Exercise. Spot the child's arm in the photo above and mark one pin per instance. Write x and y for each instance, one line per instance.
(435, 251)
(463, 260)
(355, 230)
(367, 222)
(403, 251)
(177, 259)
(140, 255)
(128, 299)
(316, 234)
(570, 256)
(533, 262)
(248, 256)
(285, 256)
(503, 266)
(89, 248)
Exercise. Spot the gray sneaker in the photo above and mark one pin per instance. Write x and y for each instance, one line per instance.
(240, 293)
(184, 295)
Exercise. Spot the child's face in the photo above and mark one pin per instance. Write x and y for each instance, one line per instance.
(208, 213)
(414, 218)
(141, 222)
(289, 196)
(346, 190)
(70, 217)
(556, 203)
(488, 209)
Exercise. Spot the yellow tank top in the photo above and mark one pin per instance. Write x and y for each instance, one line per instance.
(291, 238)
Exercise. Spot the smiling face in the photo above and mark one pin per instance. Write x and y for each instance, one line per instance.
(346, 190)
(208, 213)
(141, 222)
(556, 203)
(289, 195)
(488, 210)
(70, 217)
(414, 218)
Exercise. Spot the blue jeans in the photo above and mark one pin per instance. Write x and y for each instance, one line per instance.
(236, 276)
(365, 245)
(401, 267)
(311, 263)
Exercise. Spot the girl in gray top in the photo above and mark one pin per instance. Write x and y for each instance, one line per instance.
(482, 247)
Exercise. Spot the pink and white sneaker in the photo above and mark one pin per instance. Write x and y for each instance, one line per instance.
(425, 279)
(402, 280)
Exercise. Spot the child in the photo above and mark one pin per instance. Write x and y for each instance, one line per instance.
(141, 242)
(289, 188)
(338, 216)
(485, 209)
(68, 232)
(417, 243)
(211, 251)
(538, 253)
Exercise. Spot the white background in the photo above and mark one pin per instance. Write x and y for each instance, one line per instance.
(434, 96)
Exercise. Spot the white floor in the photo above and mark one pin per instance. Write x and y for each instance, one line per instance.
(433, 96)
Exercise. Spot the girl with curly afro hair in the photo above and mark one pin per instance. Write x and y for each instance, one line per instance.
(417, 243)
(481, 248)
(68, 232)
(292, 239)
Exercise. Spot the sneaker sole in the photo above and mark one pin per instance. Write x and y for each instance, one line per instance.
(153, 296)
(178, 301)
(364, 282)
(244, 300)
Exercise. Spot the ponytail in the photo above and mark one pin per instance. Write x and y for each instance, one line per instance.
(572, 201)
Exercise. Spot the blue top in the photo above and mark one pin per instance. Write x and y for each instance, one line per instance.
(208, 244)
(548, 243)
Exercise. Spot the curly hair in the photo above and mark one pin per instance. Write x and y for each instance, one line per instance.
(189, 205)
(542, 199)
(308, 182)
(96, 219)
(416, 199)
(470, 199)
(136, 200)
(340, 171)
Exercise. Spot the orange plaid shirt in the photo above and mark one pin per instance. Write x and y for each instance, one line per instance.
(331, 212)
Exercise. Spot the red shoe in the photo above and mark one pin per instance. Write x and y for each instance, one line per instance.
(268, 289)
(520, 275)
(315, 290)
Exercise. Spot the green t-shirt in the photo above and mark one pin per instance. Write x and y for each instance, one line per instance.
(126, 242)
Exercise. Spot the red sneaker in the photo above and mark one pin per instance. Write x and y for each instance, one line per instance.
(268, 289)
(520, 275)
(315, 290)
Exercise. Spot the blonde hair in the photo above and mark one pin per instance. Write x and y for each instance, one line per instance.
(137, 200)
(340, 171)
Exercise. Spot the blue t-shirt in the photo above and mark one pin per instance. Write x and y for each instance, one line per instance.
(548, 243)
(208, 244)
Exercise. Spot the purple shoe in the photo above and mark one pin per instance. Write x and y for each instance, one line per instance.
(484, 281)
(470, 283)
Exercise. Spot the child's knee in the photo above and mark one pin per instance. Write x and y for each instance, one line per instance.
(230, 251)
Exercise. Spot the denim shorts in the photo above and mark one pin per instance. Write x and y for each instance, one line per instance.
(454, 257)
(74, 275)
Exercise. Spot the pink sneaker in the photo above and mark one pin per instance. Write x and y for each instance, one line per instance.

- EXERCISE -
Rewrite all of the records above with "Spot" substituted by "Locate" and everything else left unchanged.

- RESPONSE TO THE TASK -
Exercise. Locate the child's arm in the photo above and mark one pin per instance. Write x and y for each instance, one line per instance.
(435, 251)
(463, 260)
(355, 230)
(367, 222)
(403, 251)
(177, 259)
(140, 255)
(128, 299)
(316, 234)
(570, 256)
(533, 262)
(248, 256)
(285, 256)
(503, 266)
(89, 248)
Exercise. Locate the gray sneaker in the photo above and mark one pin per instance. Write x and y for each instance, one line per instance.
(240, 293)
(184, 295)
Exercise. Locate the child's face in the photo above and mark one pin per instance. Write x and y for each instance, one line per instance.
(208, 213)
(414, 218)
(141, 222)
(289, 196)
(346, 190)
(70, 217)
(556, 203)
(488, 209)
Exercise. Locate the yellow tank top in the photo above and mark one pin per instance. Write x and y for each instance, one line per instance.
(291, 238)
Exercise. Locate the smiling face in the photo above and mark one pin per instance. Write x and y for each instance, one line per instance.
(346, 190)
(208, 213)
(141, 222)
(556, 203)
(289, 195)
(488, 210)
(70, 217)
(414, 218)
Exercise. Locate the blue jeans in the photo above and mark one pin per instance. Write x and y for each instance, one line per instance.
(236, 276)
(365, 245)
(401, 267)
(311, 263)
Exercise. Locate the girl in gray top in the photo above and mark one pin per instance. Write x and y for each instance, one line per instance.
(482, 247)
Exercise. Locate the pink and white sneaker in the photo above and mark one pin per instance. Write x and y for each instance, one line per instance.
(425, 279)
(402, 280)
Exercise. Locate the child in the photo above and mark one pin per instance. Write x and y for each instance, one line per instance.
(141, 242)
(289, 188)
(338, 216)
(485, 209)
(68, 232)
(417, 243)
(211, 251)
(538, 253)
Exercise. Locate the white background in the photo above and mark one pin per instance. Write x and y for each instance, one line per instance.
(434, 96)
Exercise. Locate the white floor in the photo above and mark one pin per instance. Write x and y for each instance, one line per instance.
(433, 96)
Exercise. Locate the girl with curly afro hair in the photo above and mark one pin per instance. Write x and y for each instance, one line per instance.
(417, 243)
(481, 248)
(68, 232)
(292, 239)
Exercise. Locate the sneaker sole in the photo above and mark one pin per instance. Write x and y for each instance, one line per instance.
(153, 296)
(178, 301)
(364, 282)
(244, 300)
Exercise. Locate the ponytail in the photo above and mark one pin per instance. Write x and y for each instance, one line per instance.
(572, 201)
Exercise. Locate the blue top in the photo above and mark one pin per instance. Write x and y for each instance, one line per instance.
(208, 244)
(548, 243)
Exercise. Locate the curly hair in the photo above and mark one pin per instance. Write x and y for each instance, one line per instance.
(189, 205)
(542, 199)
(308, 182)
(96, 219)
(416, 199)
(470, 199)
(136, 200)
(340, 171)
Exercise. Locate the orange plaid shirt in the photo above and mark one pin per instance. Write x and y for each instance, one line per instance.
(331, 212)
Exercise. Locate the red shoe in the photo above and mark one pin per instance. Write x and y for each instance, one line per instance.
(268, 289)
(520, 275)
(315, 290)
Exercise. Locate the green t-shirt in the photo above and mark one pin per instance. Write x and y for each instance, one line per instance.
(126, 242)
Exercise. Locate the red sneaker in the photo above and mark one pin per instance. Write x and y for each instance, one line per instance.
(268, 289)
(520, 275)
(315, 290)
Exercise. Locate the blonde hair in the photo above and mark one pin per instance. Write x and y for each instance, one line per instance.
(137, 200)
(340, 171)
Exercise. Locate the blue t-shirt in the photo above and mark one pin per instance. Write x and y for each instance, one line per instance.
(548, 243)
(208, 244)
Exercise. Locate the purple shoe in the photo above and mark one pin per instance. Write x and y for each instance, one line per instance.
(484, 281)
(470, 283)
Exercise. Locate the child's knee in the photo above and mark one pin per instance. Write x and y for each instance, one line per instance.
(230, 251)
Exercise. Locate the denim shorts in the photo above and mark one pin per instance. Write x and y for each instance, one line per instance.
(454, 257)
(74, 275)
Exercise. Locate the pink sneaker in the photo above and mark one pin per instance. Write x and y for each instance, one line per instance.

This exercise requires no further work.